15.17
Suppose you need to sort a relation of 40 gigabytes, with 4-kilobyte blocks, using a memory size of 40 megabytes. Suppose the cost of a seek is 5 milliseconds, while the disk transfer rate is 40 megabytes per second.
Find the cost of sorting the relation, in seconds, with \(b_b = 1\) and with \(b_b = 100\).
In each case, how many merge passes are required?
Suppose a flash storage device is used instead of a disk, and it has a latency of 20 microsecond and a transfer rate of 400 megabytes per second. Recompute the cost of sorting the relation, in seconds, with \(b_b = 1\) and with \(b_b = 100\), in this setting.
I will use External Sort-Merge algorithm to sort the relation.
Let us call the given relation \(r\).
- Find the cost of sorting the relation, in seconds, with \(b_b = 1\) and with \(b_b = 100\).
Let \(b_r\) denote the number of blocks containing records of relation \(r\). Since the relation’s size is \(40\) GB and our block size is \(4\) KB, \(b_r = 10^7\).
Let \(M\) denote the number of blocks in main memory buffer available for sorting, that is, the number of disk blocks whose contents can be buffered in available main memory. Since our memory size is 40 MB, \(M = 10^4\).
Since the cost of seek is 5 milliseconds, \(t_S = 5 * 10^{-3}\) seconds.
Since the disk transfer rate is \(40\) MB/s, the number of seconds to transfer a single block is, \(t_T = 10 ^{-4}\) seconds.
Case 1: \(b_b = 1\)
Total number of block transfers: \(b_r (2 \lceil \log_{\lfloor M/b_b \rfloor - 1}(b_r / M) \rceil + 1) = 3 * 10^7\)
Total number of seeks: \(2 \lceil b_r / M \rceil + \lceil b_r / b_b \rceil (2 \lceil \log_{\lfloor M/b_b \rfloor - 1}(b_r / M) \rceil - 1) = 1.0002 * 10^7\)
Cost of sorting the relation in seconds: \(3 * 10^7 * t_T + 1.0002 * 10^7 * t_S = 53.01 * 10^3\) seconds \(\approx 14.7\) hours
Case 2: \(b_b = 100\)
Total number of block transfers: \(b_r (2 \lceil \log_{\lfloor M/b_b \rfloor - 1}(b_r / M) \rceil + 1) = 5 * 10^7\)
---
> [Prompt]
For each statement, state whether it agrees with the external sorting exercise above, answering yes or no and quoting the words of the exercise that decide it. 1. The relation is stored in blocks of 4 kilobytes. 2. A single seek costs 5 microseconds. 3. The flash storage device transfers data at 400 megabytes per second. The lines that come next are separate material and form no part of the external sorting exercise.

Excerpts from point-annotation data
---
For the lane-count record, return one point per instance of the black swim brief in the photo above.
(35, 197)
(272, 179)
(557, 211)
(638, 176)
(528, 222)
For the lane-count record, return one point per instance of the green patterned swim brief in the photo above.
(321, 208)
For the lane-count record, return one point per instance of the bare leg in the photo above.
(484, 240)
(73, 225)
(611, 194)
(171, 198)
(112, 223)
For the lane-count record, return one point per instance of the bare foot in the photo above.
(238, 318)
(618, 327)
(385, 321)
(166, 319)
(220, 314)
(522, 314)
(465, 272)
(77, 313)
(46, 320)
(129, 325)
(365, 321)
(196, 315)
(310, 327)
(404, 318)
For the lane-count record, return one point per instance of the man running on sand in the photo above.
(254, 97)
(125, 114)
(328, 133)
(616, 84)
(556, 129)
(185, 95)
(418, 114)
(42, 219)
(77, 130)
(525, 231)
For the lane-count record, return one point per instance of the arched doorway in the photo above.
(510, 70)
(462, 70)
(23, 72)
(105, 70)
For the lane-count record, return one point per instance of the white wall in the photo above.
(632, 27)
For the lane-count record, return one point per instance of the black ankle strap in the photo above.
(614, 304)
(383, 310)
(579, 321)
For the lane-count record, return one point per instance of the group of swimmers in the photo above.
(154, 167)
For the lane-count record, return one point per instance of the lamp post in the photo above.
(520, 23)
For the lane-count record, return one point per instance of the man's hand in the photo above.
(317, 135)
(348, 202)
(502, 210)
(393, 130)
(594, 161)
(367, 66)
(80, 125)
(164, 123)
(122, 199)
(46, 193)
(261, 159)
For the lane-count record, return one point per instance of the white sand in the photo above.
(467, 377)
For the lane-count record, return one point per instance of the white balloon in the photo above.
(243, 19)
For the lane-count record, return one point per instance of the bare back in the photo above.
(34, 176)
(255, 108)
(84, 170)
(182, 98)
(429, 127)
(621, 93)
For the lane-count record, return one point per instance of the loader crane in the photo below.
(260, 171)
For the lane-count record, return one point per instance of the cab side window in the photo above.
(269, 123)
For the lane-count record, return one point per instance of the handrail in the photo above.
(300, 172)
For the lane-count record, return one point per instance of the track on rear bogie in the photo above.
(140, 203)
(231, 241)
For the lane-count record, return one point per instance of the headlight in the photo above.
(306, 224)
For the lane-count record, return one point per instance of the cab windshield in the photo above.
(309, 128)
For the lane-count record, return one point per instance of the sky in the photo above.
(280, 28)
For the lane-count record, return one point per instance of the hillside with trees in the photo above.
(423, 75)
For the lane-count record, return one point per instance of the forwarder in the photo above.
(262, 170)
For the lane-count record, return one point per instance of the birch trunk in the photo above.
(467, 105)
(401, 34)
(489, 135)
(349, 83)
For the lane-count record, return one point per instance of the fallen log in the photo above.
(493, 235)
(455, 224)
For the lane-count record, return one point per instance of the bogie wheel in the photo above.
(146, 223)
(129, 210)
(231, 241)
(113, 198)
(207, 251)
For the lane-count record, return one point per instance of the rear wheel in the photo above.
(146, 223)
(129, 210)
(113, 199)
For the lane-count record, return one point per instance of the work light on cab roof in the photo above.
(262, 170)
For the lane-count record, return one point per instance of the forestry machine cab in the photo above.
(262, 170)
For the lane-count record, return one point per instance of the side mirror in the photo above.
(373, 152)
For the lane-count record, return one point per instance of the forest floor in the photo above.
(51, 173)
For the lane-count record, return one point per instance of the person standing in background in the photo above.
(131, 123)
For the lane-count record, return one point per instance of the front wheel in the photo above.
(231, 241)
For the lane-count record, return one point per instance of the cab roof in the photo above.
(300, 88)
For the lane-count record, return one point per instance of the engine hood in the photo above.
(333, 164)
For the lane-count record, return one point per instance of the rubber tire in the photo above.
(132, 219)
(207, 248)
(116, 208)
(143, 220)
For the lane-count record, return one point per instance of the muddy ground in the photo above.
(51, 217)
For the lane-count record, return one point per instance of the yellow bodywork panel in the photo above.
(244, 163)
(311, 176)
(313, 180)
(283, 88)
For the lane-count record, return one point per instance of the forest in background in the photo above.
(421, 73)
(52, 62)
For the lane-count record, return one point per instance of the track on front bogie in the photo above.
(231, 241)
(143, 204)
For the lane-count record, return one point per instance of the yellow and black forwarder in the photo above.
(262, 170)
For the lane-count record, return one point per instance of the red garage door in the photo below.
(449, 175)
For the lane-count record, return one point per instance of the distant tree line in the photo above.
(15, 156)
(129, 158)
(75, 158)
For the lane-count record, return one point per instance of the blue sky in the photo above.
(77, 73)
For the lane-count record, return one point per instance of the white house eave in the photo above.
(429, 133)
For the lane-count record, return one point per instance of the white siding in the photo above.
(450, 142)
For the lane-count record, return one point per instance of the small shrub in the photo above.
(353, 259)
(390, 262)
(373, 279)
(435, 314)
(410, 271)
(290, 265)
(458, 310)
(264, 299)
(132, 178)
---
> [Completed task]
1. Yes: "with 4-kilobyte blocks"
2. No: "Suppose the cost of a seek is 5 milliseconds"
3. Yes: "a transfer rate of 400 megabytes per second"